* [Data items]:
■ ■ ■ ■ ■

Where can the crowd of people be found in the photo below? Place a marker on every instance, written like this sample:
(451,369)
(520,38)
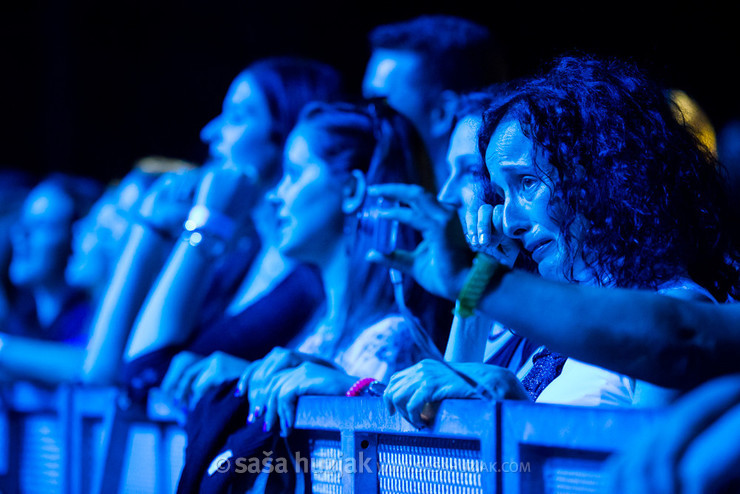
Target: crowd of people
(566,237)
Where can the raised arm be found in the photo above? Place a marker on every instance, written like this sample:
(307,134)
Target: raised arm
(168,314)
(148,244)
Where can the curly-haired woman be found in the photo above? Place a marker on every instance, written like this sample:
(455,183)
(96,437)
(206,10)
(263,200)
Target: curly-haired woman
(595,178)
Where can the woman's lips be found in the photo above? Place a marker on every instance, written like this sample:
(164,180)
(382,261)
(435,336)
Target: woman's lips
(540,251)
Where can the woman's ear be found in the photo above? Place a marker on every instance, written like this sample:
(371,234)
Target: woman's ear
(443,113)
(354,192)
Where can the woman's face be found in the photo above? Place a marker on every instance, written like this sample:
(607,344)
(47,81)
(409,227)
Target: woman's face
(526,188)
(41,238)
(309,202)
(242,135)
(461,190)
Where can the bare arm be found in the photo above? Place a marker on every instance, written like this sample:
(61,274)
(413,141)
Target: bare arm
(140,261)
(169,312)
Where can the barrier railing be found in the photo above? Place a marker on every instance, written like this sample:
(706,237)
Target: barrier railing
(81,440)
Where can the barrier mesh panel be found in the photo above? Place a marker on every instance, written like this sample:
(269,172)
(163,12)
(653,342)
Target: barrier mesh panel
(428,465)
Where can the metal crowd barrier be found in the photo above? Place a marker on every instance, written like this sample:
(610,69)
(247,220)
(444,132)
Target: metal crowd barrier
(73,440)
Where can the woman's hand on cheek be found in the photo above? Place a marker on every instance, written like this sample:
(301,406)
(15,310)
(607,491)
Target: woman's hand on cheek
(307,379)
(489,235)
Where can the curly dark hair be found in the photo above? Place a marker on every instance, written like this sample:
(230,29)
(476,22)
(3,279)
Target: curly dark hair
(652,195)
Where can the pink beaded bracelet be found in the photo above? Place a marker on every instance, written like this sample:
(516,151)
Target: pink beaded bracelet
(360,385)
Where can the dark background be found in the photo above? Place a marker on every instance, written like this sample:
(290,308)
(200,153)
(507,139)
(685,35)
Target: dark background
(89,87)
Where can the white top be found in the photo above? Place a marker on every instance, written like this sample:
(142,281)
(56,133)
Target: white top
(589,385)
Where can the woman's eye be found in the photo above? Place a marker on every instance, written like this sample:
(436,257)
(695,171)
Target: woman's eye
(529,182)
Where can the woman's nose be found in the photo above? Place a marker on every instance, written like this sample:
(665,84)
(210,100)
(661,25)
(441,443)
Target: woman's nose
(450,195)
(514,219)
(209,132)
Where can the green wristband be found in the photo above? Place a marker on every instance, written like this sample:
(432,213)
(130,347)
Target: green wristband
(486,270)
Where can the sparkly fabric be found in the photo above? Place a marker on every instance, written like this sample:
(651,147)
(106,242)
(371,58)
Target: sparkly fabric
(546,366)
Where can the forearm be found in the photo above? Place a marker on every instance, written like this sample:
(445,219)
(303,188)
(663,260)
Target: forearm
(467,340)
(638,333)
(134,274)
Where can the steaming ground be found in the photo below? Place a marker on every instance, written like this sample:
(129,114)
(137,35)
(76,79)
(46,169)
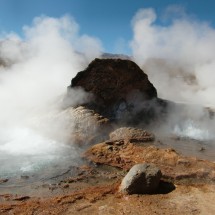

■ ■ ■ ■ ■

* [WORK TO COMPLETE]: The entries above should be given again exactly, minus any pictures.

* [ANSWER SECTION]:
Where can the crowd of people be found in the photo below? Place a marker on every instance, written like this sample:
(451,369)
(520,38)
Target: crowd of people
(566,237)
Where can the raised arm be found in the photo above? Place a marker on every instance, written like this sample:
(307,134)
Target: raised arm
(168,314)
(148,244)
Where can the curly-haired woman be found in the photo above? Place a marker on every instance, written like this sample:
(455,183)
(96,437)
(206,10)
(263,200)
Target: curly-haired woman
(595,178)
Where can the woman's lips be found in the photo above? Place a marker on every instance, written like this sample:
(164,180)
(382,261)
(435,336)
Target: woman's lips
(540,251)
Where can the woman's ear be found in the photo above? Place a marker on every instance, written like this sample:
(371,234)
Target: woman's ear
(443,113)
(354,192)
Where can the woman's face be found in the photo above? Place a marker on every instance, written like this sample:
(607,344)
(47,81)
(409,227)
Target: woman's face
(526,188)
(41,238)
(309,202)
(242,135)
(461,190)
Where can the bare arm be found in the photo above? Place a marker on every instance, written like this sample:
(61,274)
(413,141)
Target: bare arm
(140,261)
(169,312)
Where can the barrier railing be found in the photo above? Place a marker on every instance, written like this sample:
(706,237)
Target: barrier railing
(81,440)
Where can the barrier mesh panel be found in the photo above? Place a marker on every instance, written like this sample:
(269,172)
(163,12)
(653,342)
Target: barrier mesh panel
(428,465)
Where can the metal crowd barrier be found in the photo above? Place a marker on every instance, written like this sample:
(610,69)
(247,220)
(444,132)
Target: metal crowd barrier
(73,440)
Where can the woman's hand on cheek be found in the photo above? Place a marker on every instance, written like this sample:
(301,406)
(15,310)
(607,491)
Target: woman's hand on cheek
(307,379)
(489,235)
Where can the curly dark hair be found in the photo above? Place a marker on every instance, written like this sample:
(230,29)
(476,22)
(3,279)
Target: curly dark hair
(652,195)
Where can the pink beaded bracelet be found in the photo above? Place a marker on every instance, written like this sample:
(516,151)
Target: pink beaded bracelet
(360,385)
Where can the dark background be found in the photo above? Place a marker on every instance, written like this sample:
(290,308)
(200,153)
(507,139)
(685,35)
Target: dark background
(89,87)
Where can the white top be found in the photo above? Place a marker on every instance, written like this sample:
(142,281)
(56,133)
Target: white top
(589,385)
Where can the woman's eye be found in the photo above? Place a marker on every instance, written like this sample:
(436,257)
(695,171)
Target: woman's eye
(529,182)
Where can the woman's nose be found in the photo above? Place a marker on every instance, written like this sample:
(665,84)
(210,100)
(661,25)
(441,443)
Target: woman's nose
(450,195)
(514,219)
(209,132)
Where can the green wristband be found in the photo above? Place a marker on every instance, written like this sample:
(432,213)
(130,347)
Target: green wristband
(486,270)
Where can the sparkly fabric be found in the photo above? Place a marker on every instance, written like this sample:
(651,147)
(106,242)
(371,58)
Target: sparkly fabric
(546,366)
Where can the forearm be found in the photo above? Place a marker on every instance, written like this sample:
(445,219)
(303,188)
(663,260)
Target: forearm
(467,340)
(638,333)
(134,274)
Where can the steaming ground be found in the photo below? Place a marker on every instance, written like this sample:
(129,114)
(137,35)
(76,79)
(46,169)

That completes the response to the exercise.